## Directive:
Recast all of the data below as a Markdown table with two columns, Row and Line. Give each non-blank line its own row, numbered in order, and leave out the blank lines.

++++ Entries provided ++++

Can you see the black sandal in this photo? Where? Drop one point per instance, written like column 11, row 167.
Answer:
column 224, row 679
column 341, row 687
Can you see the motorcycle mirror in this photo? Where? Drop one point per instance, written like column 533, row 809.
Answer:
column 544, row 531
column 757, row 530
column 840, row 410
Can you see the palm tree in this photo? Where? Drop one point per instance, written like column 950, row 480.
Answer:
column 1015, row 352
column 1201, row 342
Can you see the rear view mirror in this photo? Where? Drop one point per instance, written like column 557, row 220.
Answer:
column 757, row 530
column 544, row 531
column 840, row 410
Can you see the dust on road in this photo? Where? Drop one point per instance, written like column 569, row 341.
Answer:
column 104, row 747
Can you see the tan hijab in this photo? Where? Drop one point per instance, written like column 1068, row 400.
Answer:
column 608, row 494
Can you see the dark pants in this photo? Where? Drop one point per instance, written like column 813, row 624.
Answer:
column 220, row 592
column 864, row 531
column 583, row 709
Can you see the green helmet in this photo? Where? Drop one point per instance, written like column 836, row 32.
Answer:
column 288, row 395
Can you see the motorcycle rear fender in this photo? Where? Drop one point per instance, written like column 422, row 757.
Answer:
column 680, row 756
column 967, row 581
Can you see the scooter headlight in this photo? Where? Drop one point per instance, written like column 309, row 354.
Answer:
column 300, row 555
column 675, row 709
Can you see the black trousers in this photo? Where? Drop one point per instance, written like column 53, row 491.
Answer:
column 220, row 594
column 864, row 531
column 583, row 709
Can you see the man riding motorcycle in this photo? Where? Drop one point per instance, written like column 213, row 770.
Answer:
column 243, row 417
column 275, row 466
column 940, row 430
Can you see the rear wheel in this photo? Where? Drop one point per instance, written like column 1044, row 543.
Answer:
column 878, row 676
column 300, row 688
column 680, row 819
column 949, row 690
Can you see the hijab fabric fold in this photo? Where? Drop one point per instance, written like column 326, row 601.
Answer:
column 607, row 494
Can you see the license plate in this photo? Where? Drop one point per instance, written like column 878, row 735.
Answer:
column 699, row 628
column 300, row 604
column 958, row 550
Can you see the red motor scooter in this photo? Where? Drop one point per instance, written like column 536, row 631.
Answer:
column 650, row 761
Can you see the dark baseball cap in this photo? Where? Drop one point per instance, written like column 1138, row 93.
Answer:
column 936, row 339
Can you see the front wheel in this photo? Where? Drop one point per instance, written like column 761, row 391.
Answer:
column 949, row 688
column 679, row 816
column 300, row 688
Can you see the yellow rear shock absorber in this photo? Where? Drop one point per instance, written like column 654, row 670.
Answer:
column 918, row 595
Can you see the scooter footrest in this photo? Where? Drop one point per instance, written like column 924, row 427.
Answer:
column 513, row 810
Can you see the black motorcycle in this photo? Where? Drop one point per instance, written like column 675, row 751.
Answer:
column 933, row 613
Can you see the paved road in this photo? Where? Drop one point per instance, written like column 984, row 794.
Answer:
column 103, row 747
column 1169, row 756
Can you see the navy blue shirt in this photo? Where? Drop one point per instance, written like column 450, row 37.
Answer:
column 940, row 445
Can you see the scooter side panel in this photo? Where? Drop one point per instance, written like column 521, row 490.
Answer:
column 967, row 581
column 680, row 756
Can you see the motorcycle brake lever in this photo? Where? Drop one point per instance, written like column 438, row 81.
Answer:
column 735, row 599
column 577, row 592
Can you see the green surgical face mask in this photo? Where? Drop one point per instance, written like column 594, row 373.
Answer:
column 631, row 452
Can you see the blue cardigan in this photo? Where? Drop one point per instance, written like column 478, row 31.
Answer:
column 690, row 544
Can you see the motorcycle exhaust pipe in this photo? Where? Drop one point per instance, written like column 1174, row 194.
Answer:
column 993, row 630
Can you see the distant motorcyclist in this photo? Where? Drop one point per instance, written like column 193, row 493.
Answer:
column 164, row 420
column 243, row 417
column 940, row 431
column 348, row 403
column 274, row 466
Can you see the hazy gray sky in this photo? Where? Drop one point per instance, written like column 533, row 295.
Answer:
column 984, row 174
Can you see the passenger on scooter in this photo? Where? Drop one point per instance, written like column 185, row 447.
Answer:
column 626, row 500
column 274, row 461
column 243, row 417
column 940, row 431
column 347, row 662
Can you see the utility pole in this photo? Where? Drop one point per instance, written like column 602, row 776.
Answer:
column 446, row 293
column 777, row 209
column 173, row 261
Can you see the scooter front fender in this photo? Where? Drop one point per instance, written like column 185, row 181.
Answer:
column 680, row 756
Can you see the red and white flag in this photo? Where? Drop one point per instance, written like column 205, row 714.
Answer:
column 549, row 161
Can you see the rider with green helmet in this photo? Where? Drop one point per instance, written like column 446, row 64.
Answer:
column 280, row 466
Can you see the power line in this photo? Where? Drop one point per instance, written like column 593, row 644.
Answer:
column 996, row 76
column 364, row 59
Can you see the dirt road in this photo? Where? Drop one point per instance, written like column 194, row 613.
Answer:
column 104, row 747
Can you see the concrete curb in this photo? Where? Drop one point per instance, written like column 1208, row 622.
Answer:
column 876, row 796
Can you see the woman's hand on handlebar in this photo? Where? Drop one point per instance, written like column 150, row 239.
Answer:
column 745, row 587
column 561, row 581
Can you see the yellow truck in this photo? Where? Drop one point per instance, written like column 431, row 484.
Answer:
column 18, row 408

++++

## Solution for this task:
| Row | Line |
|---|---|
| 1 | Can you see the black sandal in this photo? Where? Drop one point per instance, written like column 11, row 167. |
| 2 | Answer: |
| 3 | column 224, row 679 |
| 4 | column 341, row 687 |
| 5 | Can you see the motorcycle mirror in this photo? Where? Drop one point per instance, written like column 533, row 809. |
| 6 | Answer: |
| 7 | column 544, row 531 |
| 8 | column 757, row 530 |
| 9 | column 840, row 410 |
| 10 | Can you see the palm tree in this photo? Where? Drop one point per instance, written like column 950, row 480. |
| 11 | Answer: |
| 12 | column 1015, row 352 |
| 13 | column 1201, row 342 |
| 14 | Can you see the rear view mirror in this photo? Where? Drop one point per instance, written like column 557, row 220. |
| 15 | Answer: |
| 16 | column 757, row 530 |
| 17 | column 544, row 531 |
| 18 | column 840, row 410 |
| 19 | Can you see the dust on road in this photo? Where? Drop one point per instance, written like column 569, row 341. |
| 20 | Answer: |
| 21 | column 104, row 747 |
| 22 | Can you see the tan hijab in this photo? Where? Drop one point per instance, written like column 1068, row 400. |
| 23 | Answer: |
| 24 | column 608, row 494 |
| 25 | Can you see the dark pants in this photo? Where? Drop one point per instance, written like column 813, row 624. |
| 26 | Answer: |
| 27 | column 220, row 592 |
| 28 | column 864, row 531 |
| 29 | column 583, row 709 |
| 30 | Can you see the green helmet in this photo? Where? Drop one point per instance, written like column 836, row 32. |
| 31 | Answer: |
| 32 | column 288, row 395 |
| 33 | Can you see the motorcycle rear fender in this photo? Where? Drop one point per instance, written like column 422, row 757. |
| 34 | Answer: |
| 35 | column 680, row 756 |
| 36 | column 967, row 581 |
| 37 | Can you see the scooter headlight in this photo? Where? Drop one point per instance, written like column 309, row 354. |
| 38 | Answer: |
| 39 | column 300, row 555 |
| 40 | column 675, row 709 |
| 41 | Can you see the black trousers in this photo? Where? Drop one point per instance, written like column 53, row 491. |
| 42 | Answer: |
| 43 | column 220, row 594 |
| 44 | column 864, row 531 |
| 45 | column 583, row 709 |
| 46 | Can you see the man riding motorcycle in this photo? Where? Drop one point per instance, written like column 213, row 770. |
| 47 | Answer: |
| 48 | column 243, row 417 |
| 49 | column 275, row 466 |
| 50 | column 940, row 430 |
| 51 | Can you see the rear wheel in this photo? Where? Drop one point per instance, written like column 1044, row 543. |
| 52 | Answer: |
| 53 | column 878, row 676 |
| 54 | column 300, row 688 |
| 55 | column 680, row 819 |
| 56 | column 949, row 690 |
| 57 | Can you see the hijab fabric fold in this photo? Where? Drop one point per instance, written like column 326, row 601. |
| 58 | Answer: |
| 59 | column 607, row 494 |
| 60 | Can you see the license plate in this photo? Where? Drop one point per instance, written like column 878, row 735. |
| 61 | Answer: |
| 62 | column 699, row 628 |
| 63 | column 300, row 604 |
| 64 | column 958, row 550 |
| 65 | Can you see the red motor scooter in this photo? Where? Drop one point per instance, written like column 536, row 631. |
| 66 | Answer: |
| 67 | column 650, row 761 |
| 68 | Can you see the dark baseball cap in this photo? Where? Drop one point per instance, written like column 1138, row 93. |
| 69 | Answer: |
| 70 | column 936, row 339 |
| 71 | Can you see the front wheel in this photo? Where? Drop one point per instance, written like column 761, row 391. |
| 72 | Answer: |
| 73 | column 949, row 688 |
| 74 | column 679, row 816 |
| 75 | column 300, row 688 |
| 76 | Can you see the yellow rear shock absorber in this photo? Where? Drop one point per instance, written like column 654, row 670. |
| 77 | Answer: |
| 78 | column 918, row 595 |
| 79 | Can you see the scooter footrest in this photo? Where? Drop one point per instance, written like column 924, row 427. |
| 80 | Answer: |
| 81 | column 513, row 810 |
| 82 | Can you see the black motorcycle in this photo? Where? Drop one point per instance, written like column 675, row 751. |
| 83 | Answer: |
| 84 | column 933, row 613 |
| 85 | Can you see the paved road in this photo? Where? Drop one point per instance, written like column 984, row 794. |
| 86 | Answer: |
| 87 | column 103, row 747 |
| 88 | column 1169, row 756 |
| 89 | Can you see the navy blue shirt in this photo? Where? Drop one point per instance, written like column 450, row 37. |
| 90 | Answer: |
| 91 | column 940, row 445 |
| 92 | Can you see the scooter side panel in this photo? Where? Drop one point per instance, written like column 521, row 490. |
| 93 | Answer: |
| 94 | column 967, row 581 |
| 95 | column 680, row 756 |
| 96 | Can you see the motorcycle brake lever in this photo? Where? Drop one point per instance, written like column 438, row 81. |
| 97 | Answer: |
| 98 | column 735, row 599 |
| 99 | column 577, row 592 |
| 100 | Can you see the green surgical face mask in this photo? Where? Drop one point per instance, written like column 594, row 373. |
| 101 | Answer: |
| 102 | column 631, row 452 |
| 103 | Can you see the blue cardigan in this photo? Where? Drop one point per instance, written like column 478, row 31. |
| 104 | Answer: |
| 105 | column 690, row 544 |
| 106 | Can you see the motorcycle exhaust pipe in this photo? Where? Drop one point per instance, written like column 1174, row 194. |
| 107 | Answer: |
| 108 | column 993, row 630 |
| 109 | Can you see the distant motorcyclist in this photo? Where? Drop one point per instance, written like column 193, row 493. |
| 110 | Answer: |
| 111 | column 164, row 420 |
| 112 | column 243, row 417 |
| 113 | column 940, row 431 |
| 114 | column 348, row 403 |
| 115 | column 274, row 466 |
| 116 | Can you see the hazy gray sky in this photo? Where? Drop one point per instance, written like column 533, row 295. |
| 117 | Answer: |
| 118 | column 984, row 174 |
| 119 | Can you see the passenger on scooter in this photo? Where? Drop one point per instance, written like column 185, row 447. |
| 120 | Answer: |
| 121 | column 626, row 500 |
| 122 | column 274, row 461 |
| 123 | column 243, row 417 |
| 124 | column 940, row 431 |
| 125 | column 347, row 662 |
| 126 | Can you see the utility pole in this photo? Where? Drop one point per instance, written like column 602, row 776. |
| 127 | Answer: |
| 128 | column 446, row 293 |
| 129 | column 777, row 209 |
| 130 | column 173, row 261 |
| 131 | Can you see the scooter front fender in this photo? Where? Drop one point per instance, written like column 185, row 181. |
| 132 | Answer: |
| 133 | column 680, row 756 |
| 134 | Can you see the red and white flag in this photo? Where? Drop one point per instance, written like column 205, row 714. |
| 135 | Answer: |
| 136 | column 549, row 161 |
| 137 | Can you see the rider with green helmet in this photo? Where? Drop one point per instance, written like column 446, row 64. |
| 138 | Answer: |
| 139 | column 280, row 466 |
| 140 | Can you see the power line in this photo? Where? Drop one point per instance, written like column 593, row 644. |
| 141 | Answer: |
| 142 | column 996, row 76 |
| 143 | column 364, row 59 |
| 144 | Can you see the dirt road in this photo? Where? Drop one point per instance, written like column 194, row 613. |
| 145 | Answer: |
| 146 | column 104, row 747 |
| 147 | Can you see the concrete curb in this photo? Where? Drop one point per instance, written like column 1208, row 622. |
| 148 | Answer: |
| 149 | column 876, row 796 |
| 150 | Can you see the woman's hand on handlebar in this photo? Where? Drop one point per instance, written like column 150, row 239. |
| 151 | Answer: |
| 152 | column 745, row 587 |
| 153 | column 561, row 581 |
| 154 | Can you see the yellow truck in this photo? Where? Drop one point per instance, written like column 431, row 484. |
| 155 | Answer: |
| 156 | column 18, row 408 |